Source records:
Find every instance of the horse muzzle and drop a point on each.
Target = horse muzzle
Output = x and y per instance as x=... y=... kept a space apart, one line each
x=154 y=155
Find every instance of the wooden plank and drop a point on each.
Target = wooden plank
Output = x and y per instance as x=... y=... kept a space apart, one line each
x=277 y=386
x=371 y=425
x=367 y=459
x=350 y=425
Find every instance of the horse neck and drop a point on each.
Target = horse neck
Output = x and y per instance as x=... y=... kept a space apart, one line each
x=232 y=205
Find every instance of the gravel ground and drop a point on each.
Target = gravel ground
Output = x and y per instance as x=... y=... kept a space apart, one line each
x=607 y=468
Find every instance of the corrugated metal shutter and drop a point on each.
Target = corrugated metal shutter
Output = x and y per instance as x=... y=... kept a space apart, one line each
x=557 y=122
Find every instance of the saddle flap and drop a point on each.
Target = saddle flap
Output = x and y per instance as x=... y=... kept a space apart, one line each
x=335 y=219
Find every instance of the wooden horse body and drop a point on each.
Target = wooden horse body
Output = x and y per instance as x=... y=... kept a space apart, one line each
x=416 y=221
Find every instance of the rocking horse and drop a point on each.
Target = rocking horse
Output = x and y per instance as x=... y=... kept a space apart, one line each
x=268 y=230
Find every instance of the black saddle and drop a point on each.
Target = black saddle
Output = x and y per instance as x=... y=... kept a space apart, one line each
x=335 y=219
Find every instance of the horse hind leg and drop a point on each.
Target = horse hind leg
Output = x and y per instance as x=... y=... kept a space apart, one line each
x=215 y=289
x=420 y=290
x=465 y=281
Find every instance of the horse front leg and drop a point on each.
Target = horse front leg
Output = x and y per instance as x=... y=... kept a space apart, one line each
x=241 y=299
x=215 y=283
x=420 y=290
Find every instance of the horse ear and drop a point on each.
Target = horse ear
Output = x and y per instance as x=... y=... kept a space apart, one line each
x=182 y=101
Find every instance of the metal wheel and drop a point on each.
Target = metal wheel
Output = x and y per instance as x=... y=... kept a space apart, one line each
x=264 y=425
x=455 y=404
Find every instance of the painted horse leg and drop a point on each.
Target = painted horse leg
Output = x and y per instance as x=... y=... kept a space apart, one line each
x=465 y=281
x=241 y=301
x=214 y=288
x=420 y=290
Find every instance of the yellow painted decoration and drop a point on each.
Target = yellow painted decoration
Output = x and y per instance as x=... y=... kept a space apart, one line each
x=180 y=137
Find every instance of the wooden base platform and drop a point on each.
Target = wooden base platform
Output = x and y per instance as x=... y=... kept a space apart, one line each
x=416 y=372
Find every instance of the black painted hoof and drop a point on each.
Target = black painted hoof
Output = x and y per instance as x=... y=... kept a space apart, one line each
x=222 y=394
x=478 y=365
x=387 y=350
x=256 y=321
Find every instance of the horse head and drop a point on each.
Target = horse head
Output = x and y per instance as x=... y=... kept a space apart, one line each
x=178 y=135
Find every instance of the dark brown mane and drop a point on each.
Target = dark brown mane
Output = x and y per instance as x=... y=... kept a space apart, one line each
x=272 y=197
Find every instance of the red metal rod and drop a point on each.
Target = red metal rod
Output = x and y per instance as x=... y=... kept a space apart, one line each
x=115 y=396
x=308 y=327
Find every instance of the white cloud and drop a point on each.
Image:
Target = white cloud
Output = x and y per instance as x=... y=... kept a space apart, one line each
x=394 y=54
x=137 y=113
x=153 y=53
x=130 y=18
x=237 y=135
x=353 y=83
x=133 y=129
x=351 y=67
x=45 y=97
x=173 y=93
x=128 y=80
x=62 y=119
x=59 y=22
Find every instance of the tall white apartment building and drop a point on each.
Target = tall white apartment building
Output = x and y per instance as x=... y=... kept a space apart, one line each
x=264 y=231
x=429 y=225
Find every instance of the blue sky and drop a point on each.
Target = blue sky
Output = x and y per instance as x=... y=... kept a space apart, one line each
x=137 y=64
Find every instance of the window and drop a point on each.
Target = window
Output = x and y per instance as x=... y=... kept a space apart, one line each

■ Requirements: Please copy every one of the rows above word for word, with nothing changed.

■ Response to this exercise:
Find every instance of the horse muzzle and drop a point on each.
Target = horse muzzle
Output = x and y per instance as x=... y=... kept a space apart, one line each
x=154 y=155
Find every instance of the wooden plank and drop a point on each.
Target = wooden plank
Output = x and y per instance as x=... y=... kept a space apart, one line each
x=277 y=386
x=371 y=425
x=367 y=459
x=350 y=425
Find every instance of the horse neck and drop a point on each.
Target = horse neck
Output = x and y per instance as x=... y=... kept a space apart, one line each
x=232 y=205
Find every instance of the gravel ground and drop a point on each.
Target = gravel ground
Output = x and y per instance as x=... y=... kept a space apart, one line each
x=607 y=468
Find every instance of the corrugated metal shutter and drop a point on each.
Target = corrugated metal shutter
Output = x and y per instance as x=... y=... kept a space apart, one line each
x=557 y=122
Find every instance of the saddle flap and drop a point on each.
Target = saddle flap
Output = x and y per instance as x=... y=... kept a space apart, one line each
x=335 y=219
Find every instance of the wooden horse body and drop a point on each.
Target = wooden horse body
Output = x and y per instance as x=... y=... kept a space apart, one line each
x=416 y=221
Find every instance of the rocking horse and drop a point on each.
Target = rocking horse
Output = x and y per instance as x=... y=... kept a space apart, one line each
x=268 y=230
Find every instance of the black saddle and drop a point on each.
Target = black saddle
Output = x and y per instance as x=... y=... kept a space apart, one line each
x=335 y=219
Find every instance of the horse hind leg and drop a point on each.
Target = horse hind leg
Output = x and y per instance as x=... y=... kept a space apart, one line each
x=215 y=289
x=420 y=290
x=465 y=281
Find every instance of the horse front leg and drop a point on each.
Target = horse front leg
Output = x and y per instance as x=... y=... kept a space apart, one line each
x=241 y=299
x=215 y=283
x=420 y=290
Find every instance of the horse ear and drop a point on each.
Target = horse ear
Output = x and y per instance as x=... y=... kept a space apart, one line each
x=182 y=101
Find every instance of the metal wheel and drop a point on each.
Target = metal wheel
Output = x and y per instance as x=... y=... kept a space apart, one line each
x=264 y=425
x=455 y=404
Find every instance of the painted horse leg and drop a point on each.
Target = painted horse leg
Output = x and y per instance as x=... y=... kept a space apart, one line each
x=465 y=281
x=241 y=301
x=214 y=288
x=420 y=290
Find every instance of the yellow painted decoration and drop a point on each.
Target = yellow painted decoration
Output = x and y per instance as x=... y=... kept a space apart, one line each
x=180 y=137
Find every instance of the wooden base platform and drop a point on each.
Target = wooden base platform
Output = x and y per instance as x=... y=... kept a space apart, one line each
x=416 y=372
Find every instance of the black painted hoof and drop a point on each.
Target = black painted hoof
Output = x and y per instance as x=... y=... kept a space apart, one line each
x=222 y=394
x=478 y=365
x=387 y=350
x=256 y=321
Find every instance of the horse head and drop a point on each.
Target = horse head
Output = x and y per instance as x=... y=... kept a space apart, one line each
x=178 y=135
Find every instance of the dark brown mane and drop a point on each.
Target = dark brown mane
Output = x and y per instance as x=... y=... kept a space apart, one line each
x=272 y=197
Find every instance of the red metal rod and drop a point on each.
Target = red metal rod
Output = x and y per instance as x=... y=... kept a space apart, one line each
x=115 y=396
x=308 y=327
Find every instance of the white cloud and drop a point on each.
Image:
Target = white cloud
Output = x and y per instance as x=... y=... kept a space apart, one line each
x=394 y=54
x=137 y=113
x=153 y=53
x=130 y=18
x=237 y=135
x=353 y=83
x=133 y=129
x=351 y=67
x=45 y=97
x=173 y=93
x=128 y=80
x=62 y=119
x=59 y=22
Find every instance of the tall white apartment building and drop a point on each.
Target = tall white apartment building
Output = x and y per instance as x=... y=... kept a space apart, one line each
x=264 y=231
x=429 y=225
Find every instance of the blue sky and drop a point on each.
Target = blue sky
Output = x and y per instance as x=... y=... kept a space apart, one line each
x=137 y=64
Find every instance of the window and drop a point on each.
Target = window
Output = x and y per instance as x=... y=... kept a space apart, one line each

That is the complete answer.